Exercise directions: Could you format every line of the entries below as a Markdown table with the columns "Row" and "Line," numbering each row and leaving out blank lines?

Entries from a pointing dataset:
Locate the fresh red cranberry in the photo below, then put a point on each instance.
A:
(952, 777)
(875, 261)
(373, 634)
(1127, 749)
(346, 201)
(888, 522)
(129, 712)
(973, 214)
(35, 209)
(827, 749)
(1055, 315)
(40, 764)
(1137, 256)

Written answer:
| Row | Line |
|---|---|
| 1 | Locate the fresh red cranberry in the photo below, then put a point on each instance. |
| 2 | A: |
| 3 | (952, 777) |
| 4 | (875, 261) |
| 5 | (373, 634) |
| 6 | (1127, 749) |
| 7 | (346, 201) |
| 8 | (888, 522) |
| 9 | (129, 712) |
| 10 | (973, 214) |
| 11 | (35, 209) |
| 12 | (827, 749) |
| 13 | (1055, 315) |
| 14 | (40, 764) |
| 15 | (1137, 256) |